[START PROVIDED INFORMATION]

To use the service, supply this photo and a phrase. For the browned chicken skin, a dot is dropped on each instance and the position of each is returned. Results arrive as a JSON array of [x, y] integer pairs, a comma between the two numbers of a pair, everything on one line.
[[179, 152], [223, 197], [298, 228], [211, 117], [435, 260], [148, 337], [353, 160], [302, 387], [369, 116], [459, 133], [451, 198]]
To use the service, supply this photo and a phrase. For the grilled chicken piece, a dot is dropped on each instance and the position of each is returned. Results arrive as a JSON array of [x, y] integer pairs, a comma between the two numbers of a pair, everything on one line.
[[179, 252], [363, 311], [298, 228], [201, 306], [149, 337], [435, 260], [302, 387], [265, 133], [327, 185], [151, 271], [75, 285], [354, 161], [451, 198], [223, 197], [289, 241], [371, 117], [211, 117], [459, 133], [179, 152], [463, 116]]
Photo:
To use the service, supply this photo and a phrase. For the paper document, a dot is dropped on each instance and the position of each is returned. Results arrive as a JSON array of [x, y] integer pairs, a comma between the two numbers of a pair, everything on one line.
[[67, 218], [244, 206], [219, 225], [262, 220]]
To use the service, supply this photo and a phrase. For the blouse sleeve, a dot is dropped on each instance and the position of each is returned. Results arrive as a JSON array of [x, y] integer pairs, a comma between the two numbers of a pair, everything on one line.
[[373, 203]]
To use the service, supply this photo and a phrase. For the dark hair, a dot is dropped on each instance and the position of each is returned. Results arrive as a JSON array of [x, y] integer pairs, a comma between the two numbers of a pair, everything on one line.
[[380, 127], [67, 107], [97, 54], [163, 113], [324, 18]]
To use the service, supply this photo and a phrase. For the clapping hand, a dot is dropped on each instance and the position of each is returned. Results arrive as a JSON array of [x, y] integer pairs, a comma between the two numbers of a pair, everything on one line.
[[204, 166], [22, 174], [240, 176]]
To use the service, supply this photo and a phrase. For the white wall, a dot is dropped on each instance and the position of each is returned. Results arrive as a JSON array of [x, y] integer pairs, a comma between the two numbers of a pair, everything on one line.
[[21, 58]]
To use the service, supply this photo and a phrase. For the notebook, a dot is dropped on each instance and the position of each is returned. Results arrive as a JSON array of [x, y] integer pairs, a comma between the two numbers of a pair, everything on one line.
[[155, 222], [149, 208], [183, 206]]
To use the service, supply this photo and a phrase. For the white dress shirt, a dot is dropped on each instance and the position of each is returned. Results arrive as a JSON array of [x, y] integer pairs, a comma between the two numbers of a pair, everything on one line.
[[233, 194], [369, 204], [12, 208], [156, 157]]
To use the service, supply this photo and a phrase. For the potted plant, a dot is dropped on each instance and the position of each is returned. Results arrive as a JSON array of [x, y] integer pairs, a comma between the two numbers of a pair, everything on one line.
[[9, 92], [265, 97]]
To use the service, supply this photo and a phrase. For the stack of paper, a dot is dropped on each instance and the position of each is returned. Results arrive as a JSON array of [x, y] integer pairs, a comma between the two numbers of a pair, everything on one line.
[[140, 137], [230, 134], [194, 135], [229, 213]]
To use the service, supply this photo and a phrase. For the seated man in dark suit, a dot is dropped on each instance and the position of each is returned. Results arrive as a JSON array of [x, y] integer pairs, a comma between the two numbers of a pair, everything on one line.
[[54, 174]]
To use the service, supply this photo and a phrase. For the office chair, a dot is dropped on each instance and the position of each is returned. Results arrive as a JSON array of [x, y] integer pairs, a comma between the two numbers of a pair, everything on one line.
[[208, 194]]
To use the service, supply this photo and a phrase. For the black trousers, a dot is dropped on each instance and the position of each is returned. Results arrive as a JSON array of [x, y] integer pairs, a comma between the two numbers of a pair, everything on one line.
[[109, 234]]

[END PROVIDED INFORMATION]

> TASK DESCRIPTION
Rewrite the material above from its start through the line containing "[[67, 218], [244, 206], [219, 225], [262, 220]]", keeping the requests as they are but multiplying every point coordinate in the answers by 0.85 and rounding each to a whole number, with halves rounded up. Give only that stretch.

> OUTPUT
To use the service, supply this photo and a phrase. For the browned chicken skin, a dot is dropped on each instance and the position of each is returned. Results arrive as a JSON array of [x, y] integer pairs, a comma between the two numbers of a pair, everything on one line.
[[152, 129], [190, 167], [253, 194], [179, 99], [370, 221], [126, 286], [300, 136], [257, 329], [314, 99], [390, 113], [383, 168]]
To use the service, supply this photo and a phrase. For the grilled chicken piece, a dot is dropped on each instance and the position of each is returned. Results arrive as a JSON array of [x, y] integer pairs, a comma between the two numbers of a pair, everything on one line.
[[152, 214], [309, 264], [253, 194], [171, 260], [127, 286], [370, 221], [257, 329], [225, 113], [278, 157], [128, 230], [64, 242], [301, 137], [383, 168], [190, 167], [246, 205], [315, 99], [179, 99], [390, 113], [152, 129], [394, 99]]
Photo:
To use the service, supply this photo and a phrase. For the paper document, a dot is dropped on each instance and the position of each is returned. Results arrive as a JSON array of [x, y] integer pairs, a comma between the two numbers of a pair, everything on one line.
[[57, 185], [207, 175], [186, 191], [223, 187]]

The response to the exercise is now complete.